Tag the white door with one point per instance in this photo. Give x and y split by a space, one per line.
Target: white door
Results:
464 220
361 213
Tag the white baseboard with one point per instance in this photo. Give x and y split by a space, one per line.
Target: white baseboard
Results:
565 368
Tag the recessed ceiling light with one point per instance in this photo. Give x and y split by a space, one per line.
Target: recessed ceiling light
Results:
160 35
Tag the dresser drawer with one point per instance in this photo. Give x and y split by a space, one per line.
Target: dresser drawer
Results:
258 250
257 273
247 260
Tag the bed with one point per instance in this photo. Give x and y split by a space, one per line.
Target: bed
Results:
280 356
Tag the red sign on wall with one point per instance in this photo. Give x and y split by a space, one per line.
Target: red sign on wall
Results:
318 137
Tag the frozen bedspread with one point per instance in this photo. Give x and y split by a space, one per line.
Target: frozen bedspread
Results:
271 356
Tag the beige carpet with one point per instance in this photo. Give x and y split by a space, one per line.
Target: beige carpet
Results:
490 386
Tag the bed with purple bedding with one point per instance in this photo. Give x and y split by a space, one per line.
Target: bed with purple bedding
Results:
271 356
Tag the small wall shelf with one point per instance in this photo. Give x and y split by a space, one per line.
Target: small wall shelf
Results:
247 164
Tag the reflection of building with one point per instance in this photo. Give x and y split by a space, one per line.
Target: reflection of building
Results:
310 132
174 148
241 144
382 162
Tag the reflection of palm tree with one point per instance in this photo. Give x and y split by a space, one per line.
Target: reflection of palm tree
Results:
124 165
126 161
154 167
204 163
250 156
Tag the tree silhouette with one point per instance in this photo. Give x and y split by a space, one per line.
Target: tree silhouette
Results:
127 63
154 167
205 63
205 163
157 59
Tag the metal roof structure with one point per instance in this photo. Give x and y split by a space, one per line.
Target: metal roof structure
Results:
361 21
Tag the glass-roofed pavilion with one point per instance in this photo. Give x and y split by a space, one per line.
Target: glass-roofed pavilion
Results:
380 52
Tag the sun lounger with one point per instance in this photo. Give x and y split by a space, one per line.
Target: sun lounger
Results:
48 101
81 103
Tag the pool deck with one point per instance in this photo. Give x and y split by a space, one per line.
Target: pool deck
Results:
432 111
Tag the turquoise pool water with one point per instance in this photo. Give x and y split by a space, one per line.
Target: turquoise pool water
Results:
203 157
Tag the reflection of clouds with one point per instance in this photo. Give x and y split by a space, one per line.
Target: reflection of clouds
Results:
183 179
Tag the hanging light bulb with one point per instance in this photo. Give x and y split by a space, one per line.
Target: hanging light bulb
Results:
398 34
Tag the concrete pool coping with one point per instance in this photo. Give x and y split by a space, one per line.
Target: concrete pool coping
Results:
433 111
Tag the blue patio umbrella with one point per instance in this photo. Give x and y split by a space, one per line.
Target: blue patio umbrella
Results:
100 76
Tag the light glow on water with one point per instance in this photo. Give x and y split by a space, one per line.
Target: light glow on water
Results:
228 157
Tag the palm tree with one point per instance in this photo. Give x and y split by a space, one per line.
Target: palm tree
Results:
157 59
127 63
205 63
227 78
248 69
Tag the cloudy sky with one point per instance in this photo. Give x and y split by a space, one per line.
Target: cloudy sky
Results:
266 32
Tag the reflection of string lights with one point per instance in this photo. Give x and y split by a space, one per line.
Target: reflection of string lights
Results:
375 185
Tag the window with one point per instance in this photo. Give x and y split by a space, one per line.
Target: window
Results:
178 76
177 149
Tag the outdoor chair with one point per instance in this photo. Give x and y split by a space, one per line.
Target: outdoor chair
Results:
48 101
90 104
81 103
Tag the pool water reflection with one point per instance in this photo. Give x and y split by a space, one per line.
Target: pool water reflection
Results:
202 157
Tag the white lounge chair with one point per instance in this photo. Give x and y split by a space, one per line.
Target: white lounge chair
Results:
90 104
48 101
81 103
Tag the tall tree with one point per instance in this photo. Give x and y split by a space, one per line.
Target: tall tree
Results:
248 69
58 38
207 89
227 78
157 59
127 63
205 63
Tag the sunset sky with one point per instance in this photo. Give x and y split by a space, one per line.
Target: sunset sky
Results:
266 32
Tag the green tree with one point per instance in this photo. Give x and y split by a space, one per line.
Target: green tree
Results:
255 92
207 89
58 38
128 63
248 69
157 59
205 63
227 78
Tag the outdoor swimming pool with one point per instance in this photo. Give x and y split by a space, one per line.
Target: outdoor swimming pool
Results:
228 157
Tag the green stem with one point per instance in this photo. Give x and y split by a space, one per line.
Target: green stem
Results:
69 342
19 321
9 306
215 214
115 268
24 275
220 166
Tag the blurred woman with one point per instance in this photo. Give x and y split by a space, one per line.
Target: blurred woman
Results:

• _Exercise instructions_
Give every line of the data above as a JSON list of strings, with one string per line and blank lines left out.

• _Exercise solution_
[
  "Tag the white door with one point per instance in this photo. Give x and y split by a space, one per line.",
  "Target: white door",
  "Results:",
  "464 220",
  "361 213",
  "Tag the white baseboard with one point per instance in this photo. Give x and y split by a space, one per line.",
  "Target: white baseboard",
  "Results:",
  "565 368",
  "Tag the recessed ceiling light with one point per instance in this photo. Give x and y split by a space, one per line.",
  "Target: recessed ceiling light",
  "Results:",
  "160 35",
  "Tag the dresser drawer with one point per instance in this photo. Give x and y split by a space, one per line.",
  "Target: dresser drawer",
  "Results:",
  "258 250",
  "257 273",
  "247 260",
  "Tag the bed with one point per instance in this photo. Give x and y split by a space, one per line.",
  "Target: bed",
  "Results:",
  "280 356",
  "Tag the red sign on wall with one point per instance in this photo. Give x and y split by a space, one per line.",
  "Target: red sign on wall",
  "Results:",
  "318 137",
  "Tag the frozen bedspread with one point per instance in this photo. Give x and y split by a space, one per line.",
  "Target: frozen bedspread",
  "Results:",
  "271 356",
  "Tag the beige carpet with one point per instance in this photo. Give x and y split by a space, one per line.",
  "Target: beige carpet",
  "Results:",
  "490 386",
  "Tag the bed with purple bedding with one point per instance in this photo. Give x and y split by a space, one per line.",
  "Target: bed with purple bedding",
  "Results:",
  "271 356",
  "Tag the small wall shelf with one point per instance in this photo. Give x and y split by a space, one per line.",
  "Target: small wall shelf",
  "Results:",
  "247 164",
  "Tag the reflection of building with one point per instance in this photo. Give x and y split by a space, one per line.",
  "Target: reflection of building",
  "Results:",
  "310 132",
  "174 148",
  "241 144",
  "382 162",
  "Tag the reflection of palm tree with one point per instance in this photo. Give x and y split by a space, one per line.",
  "Target: reflection of palm tree",
  "Results:",
  "124 165",
  "126 161",
  "154 167",
  "204 163",
  "250 156",
  "Tag the tree silhouette with one point per instance in this photo. Give x and y split by a space, one per line.",
  "Target: tree silhouette",
  "Results:",
  "127 63",
  "154 167",
  "205 63",
  "205 163",
  "157 59",
  "Tag the metal roof structure with one point per instance in this photo. Give x and y split by a space, one per line.",
  "Target: metal roof structure",
  "Results:",
  "361 21",
  "Tag the glass-roofed pavilion with one point per instance in this photo. Give x and y split by a space, one per line.",
  "Target: glass-roofed pavilion",
  "Results:",
  "380 52",
  "Tag the sun lounger with one point per instance in this photo. Give x and y split by a space, one per line.",
  "Target: sun lounger",
  "Results:",
  "48 101",
  "81 103",
  "Tag the pool deck with one point per instance in this photo. Give x and y split by a space, one per line.",
  "Target: pool deck",
  "Results:",
  "432 111",
  "Tag the turquoise pool water with one point per instance in this photo. Give x and y split by a space, one per line.",
  "Target: turquoise pool water",
  "Results:",
  "203 157",
  "Tag the reflection of clouds with one point per instance in this photo. Give x and y split by a space, one per line.",
  "Target: reflection of clouds",
  "Results:",
  "183 179",
  "Tag the hanging light bulb with one point per instance in this photo. Give x and y split by a space, one per line.",
  "Target: hanging light bulb",
  "Results:",
  "398 34",
  "Tag the concrete pool coping with one point per instance in this photo. Give x and y split by a space, one per line.",
  "Target: concrete pool coping",
  "Results:",
  "433 111",
  "Tag the blue patio umbrella with one point per instance in this photo. Give x and y split by a space, one per line.",
  "Target: blue patio umbrella",
  "Results:",
  "100 76",
  "Tag the light glow on water with one point per instance in this photo. Give x and y split by a space, one per line.",
  "Target: light glow on water",
  "Results:",
  "228 157",
  "Tag the palm tree with one point per instance in this photo. Give x and y split by a space, one per line.",
  "Target: palm tree",
  "Results:",
  "157 59",
  "127 63",
  "205 63",
  "227 78",
  "248 69",
  "Tag the cloudy sky with one point per instance in this photo. Give x and y split by a space, one per line.",
  "Target: cloudy sky",
  "Results:",
  "266 32",
  "Tag the reflection of string lights with one point per instance in this photo. Give x and y split by a space, one per line.",
  "Target: reflection of string lights",
  "Results:",
  "375 185",
  "Tag the window with one point per instance in this photo. Give x and y split by a space, one per line.",
  "Target: window",
  "Results:",
  "178 76",
  "177 149",
  "Tag the outdoor chair with one point per instance in this photo. Give x and y split by a space, one per line.",
  "Target: outdoor chair",
  "Results:",
  "48 101",
  "90 104",
  "81 103",
  "Tag the pool water reflection with one point per instance in this photo. Give x and y split by a space, one per line.",
  "Target: pool water reflection",
  "Results:",
  "202 157",
  "Tag the white lounge chair with one point per instance in this photo. Give x and y split by a space, one per line.",
  "Target: white lounge chair",
  "Results:",
  "90 104",
  "48 101",
  "81 103",
  "Tag the tall tree with one point per instance in this photo. Give x and y split by a space, one per line.",
  "Target: tall tree",
  "Results:",
  "248 69",
  "58 38",
  "207 89",
  "227 78",
  "157 59",
  "127 63",
  "205 63",
  "Tag the sunset sky with one point per instance in this photo. Give x and y split by a space, one per line.",
  "Target: sunset sky",
  "Results:",
  "266 32",
  "Tag the green tree with one point per instance in this photo. Give x and y split by a space, one per line.",
  "Target: green tree",
  "Results:",
  "255 92",
  "207 89",
  "58 38",
  "128 63",
  "248 69",
  "157 59",
  "205 63",
  "227 78",
  "Tag the outdoor swimming pool with one point per instance in this photo. Give x and y split by a space, one per line.",
  "Target: outdoor swimming pool",
  "Results:",
  "228 157",
  "Tag the green stem with one point per instance in this photo. Give x and y split by a space, one per line.",
  "Target: green stem",
  "Results:",
  "69 342",
  "19 321",
  "9 306",
  "215 214",
  "115 268",
  "24 275",
  "220 166",
  "Tag the blurred woman with one point per instance in this photo. Give x and y split by a space, one per line.",
  "Target: blurred woman",
  "Results:"
]